+++ DATA +++

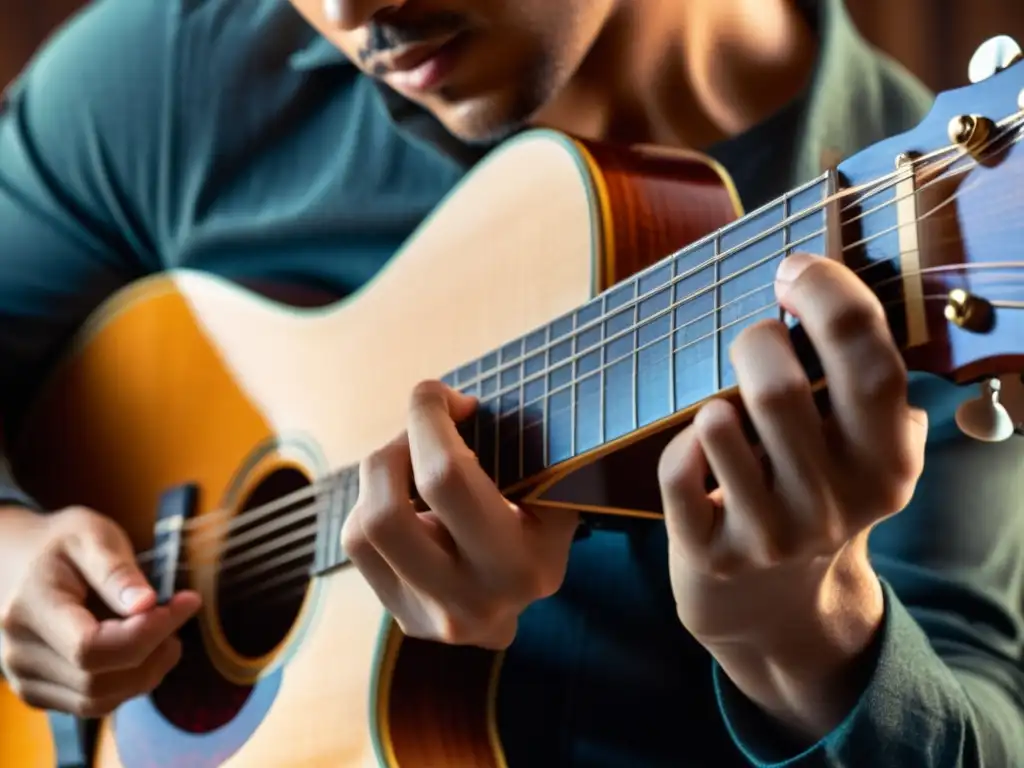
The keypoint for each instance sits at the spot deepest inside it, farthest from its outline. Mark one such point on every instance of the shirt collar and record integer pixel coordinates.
(846, 71)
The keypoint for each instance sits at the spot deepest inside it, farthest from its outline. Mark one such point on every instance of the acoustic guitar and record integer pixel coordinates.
(222, 429)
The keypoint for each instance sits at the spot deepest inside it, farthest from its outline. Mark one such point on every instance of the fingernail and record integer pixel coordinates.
(132, 596)
(793, 266)
(332, 9)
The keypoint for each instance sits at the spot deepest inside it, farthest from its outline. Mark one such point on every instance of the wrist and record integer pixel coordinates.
(810, 677)
(22, 534)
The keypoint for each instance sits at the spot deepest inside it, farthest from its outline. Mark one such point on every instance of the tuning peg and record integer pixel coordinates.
(992, 56)
(984, 418)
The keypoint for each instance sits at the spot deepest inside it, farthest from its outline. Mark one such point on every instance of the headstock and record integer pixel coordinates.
(939, 213)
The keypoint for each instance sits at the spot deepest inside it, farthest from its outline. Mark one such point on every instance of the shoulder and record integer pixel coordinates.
(904, 99)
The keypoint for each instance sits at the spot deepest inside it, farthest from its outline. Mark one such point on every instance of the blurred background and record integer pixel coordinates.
(933, 38)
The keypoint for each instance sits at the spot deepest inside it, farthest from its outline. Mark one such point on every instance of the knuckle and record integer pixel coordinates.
(670, 469)
(426, 394)
(849, 321)
(717, 420)
(780, 394)
(536, 584)
(446, 473)
(353, 541)
(378, 461)
(89, 708)
(378, 521)
(885, 381)
(11, 659)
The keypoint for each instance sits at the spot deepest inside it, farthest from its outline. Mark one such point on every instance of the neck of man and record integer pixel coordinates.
(686, 73)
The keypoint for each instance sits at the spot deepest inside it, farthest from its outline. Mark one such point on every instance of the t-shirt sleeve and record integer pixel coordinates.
(947, 688)
(79, 141)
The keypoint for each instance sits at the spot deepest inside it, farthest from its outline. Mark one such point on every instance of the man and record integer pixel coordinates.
(231, 136)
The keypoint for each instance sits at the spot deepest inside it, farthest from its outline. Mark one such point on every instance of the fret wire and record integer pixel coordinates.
(476, 416)
(333, 545)
(546, 398)
(785, 243)
(717, 320)
(499, 393)
(672, 340)
(339, 507)
(522, 412)
(689, 297)
(603, 383)
(636, 356)
(573, 367)
(324, 534)
(738, 248)
(863, 192)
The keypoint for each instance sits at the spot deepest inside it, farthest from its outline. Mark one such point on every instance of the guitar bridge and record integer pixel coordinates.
(176, 506)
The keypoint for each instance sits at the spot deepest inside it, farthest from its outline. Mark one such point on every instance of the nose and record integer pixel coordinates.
(348, 14)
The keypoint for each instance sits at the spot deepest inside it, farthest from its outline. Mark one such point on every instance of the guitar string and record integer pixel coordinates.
(204, 523)
(296, 496)
(249, 579)
(235, 542)
(286, 542)
(866, 189)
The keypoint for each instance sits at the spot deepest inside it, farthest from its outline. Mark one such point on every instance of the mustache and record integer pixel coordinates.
(383, 37)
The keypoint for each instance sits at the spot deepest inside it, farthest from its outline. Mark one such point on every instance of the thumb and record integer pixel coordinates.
(101, 552)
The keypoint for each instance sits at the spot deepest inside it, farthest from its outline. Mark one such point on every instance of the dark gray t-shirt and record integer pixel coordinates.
(226, 136)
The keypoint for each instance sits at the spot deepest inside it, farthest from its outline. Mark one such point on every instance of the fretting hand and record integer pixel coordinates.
(770, 572)
(465, 570)
(55, 653)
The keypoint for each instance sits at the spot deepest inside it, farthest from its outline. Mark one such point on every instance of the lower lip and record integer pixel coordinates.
(431, 73)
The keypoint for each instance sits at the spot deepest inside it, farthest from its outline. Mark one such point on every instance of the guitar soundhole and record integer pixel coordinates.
(264, 573)
(265, 564)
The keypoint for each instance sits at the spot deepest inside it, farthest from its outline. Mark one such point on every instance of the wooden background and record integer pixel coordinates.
(934, 38)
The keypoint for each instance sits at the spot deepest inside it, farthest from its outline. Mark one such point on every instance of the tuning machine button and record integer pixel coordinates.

+++

YOUR TASK
Omit the pictures. Output every record above word for word.

WRITTEN ANSWER
The keypoint for each instance sits at the spot deepest inside it, farthest from its outline. Mark one such point on every instance of the shirt collar and record integer pixel coordinates.
(846, 71)
The keypoint for each instance sits at the spot deepest inside it, farthest from its outline. Mark one such point on every instance of the acoustic guitar and record integer pixel coordinates.
(222, 429)
The keypoint for each instance sits at the spot deepest inside it, farthest from its outline. Mark one such point on every instance of the fingernail and record integer pixel coordinates.
(132, 596)
(793, 266)
(332, 9)
The keypoint for each instance sits at the spot deepest inside it, farthest from its outline. Mark one such point on every instance of the wrist and record integer pixel coordinates.
(810, 677)
(22, 534)
The keypoint for each instance sits at the spot deepest inside it, farthest from its outline. Mark one such point on every instance of the tuning peg and record integer pixel coordinates.
(992, 56)
(984, 418)
The keypoint for each instance sits at the spot deepest inside it, farthest from its outline. Mark one such point on every instance of the headstock and record integer pixel coordinates.
(939, 213)
The keypoint for each instance sits at the spot deepest inside it, farthest from its outline. Mark one such point on every instance of the shoulder and record integer pixel coordinates.
(904, 99)
The keypoint for each instance sits at the spot deepest inside it, farthest from its outline. Mark one such point on every instance of the blurred background and record integer pixel coordinates.
(933, 38)
The keypoint for each instance sits at the spot deepest inside it, farthest from its outline. Mark one such point on every instance of the knuckle and record integer pixel coordinates.
(670, 469)
(426, 394)
(849, 321)
(717, 420)
(780, 394)
(536, 584)
(446, 473)
(353, 541)
(378, 461)
(89, 708)
(378, 521)
(885, 381)
(11, 659)
The keypoint for each instance sits at the spot deepest inside it, farthest from its outline. Mark one such point on every instance of the neck of man and record integer pixel coordinates.
(686, 73)
The keypoint for each instance sits at the spot deepest inside it, farthest from its outline. Mark one such point on every instance of the t-shirt sleeve and record integer pixel coordinates.
(947, 688)
(79, 141)
The keypoint for each instance sits at the spot deepest inside it, farthest from its outline. Mark one such point on every instance of the man and record integer pixel coordinates.
(231, 136)
The keypoint for each instance sits at the spot deepest inside it, farthest from its outline. Mark one such point on every instance of the fret wire and record integer pixel coordinates.
(476, 416)
(333, 545)
(546, 398)
(785, 243)
(717, 320)
(499, 393)
(672, 340)
(339, 507)
(522, 412)
(689, 297)
(603, 383)
(636, 356)
(573, 367)
(324, 534)
(738, 248)
(863, 192)
The keypoint for each instance sits at the spot deepest inside it, farthest from its outline. Mark one such point on every instance of the guitar bridge and record integer pixel coordinates.
(176, 506)
The keypoint for each instance sits at the spot deepest inside it, farthest from its outline. Mark one such point on every instance of the nose and record integer pixel coordinates.
(348, 14)
The keypoint for each instance sits at the spot deepest inside it, farthest from its outline. Mark one such point on every instance of the guitar string and record integer pixel coordinates.
(204, 523)
(296, 496)
(249, 579)
(235, 542)
(286, 542)
(866, 189)
The keypoint for each instance sits at the spot deepest inside it, farthest from its outline. Mark one such point on every instance of the mustache and record integer pixel coordinates.
(383, 37)
The keypoint for each instance sits at the spot deepest inside it, farthest from its outline. Mark one such point on every instance of the thumb and record integer pixel coordinates.
(101, 552)
The keypoint for each instance sits at the spot deepest inside it, farthest from its outline. Mark one such point on every instance of the dark gray t-shirt and record integer pixel coordinates.
(226, 136)
The keypoint for each instance sits at the spot deepest inside it, farthest from its outline. Mark one such point on every instance of the fretting hand and record integer pixel coordinates.
(770, 572)
(465, 570)
(55, 653)
The keypoint for each instance sits at the spot deepest inside it, farthest from its outline. Mark one such point on every instance of the lower lip and record integer pixel coordinates.
(431, 73)
The keypoint for each instance sits at the spot deepest inside it, farthest from its outline. Mark one such point on every instance of the guitar soundhole and record integer pixel coordinates.
(264, 573)
(265, 564)
The keypoint for each instance sits at the spot deepest inside it, farthest from its outline. Mark one such point on every instance of the wooden background and record integer pixel coordinates.
(934, 38)
The keypoint for each instance sits at the spot deepest inside it, farthest from its outline. Mark one such point on every instance of the tuning machine button and record integer pixel coordinates.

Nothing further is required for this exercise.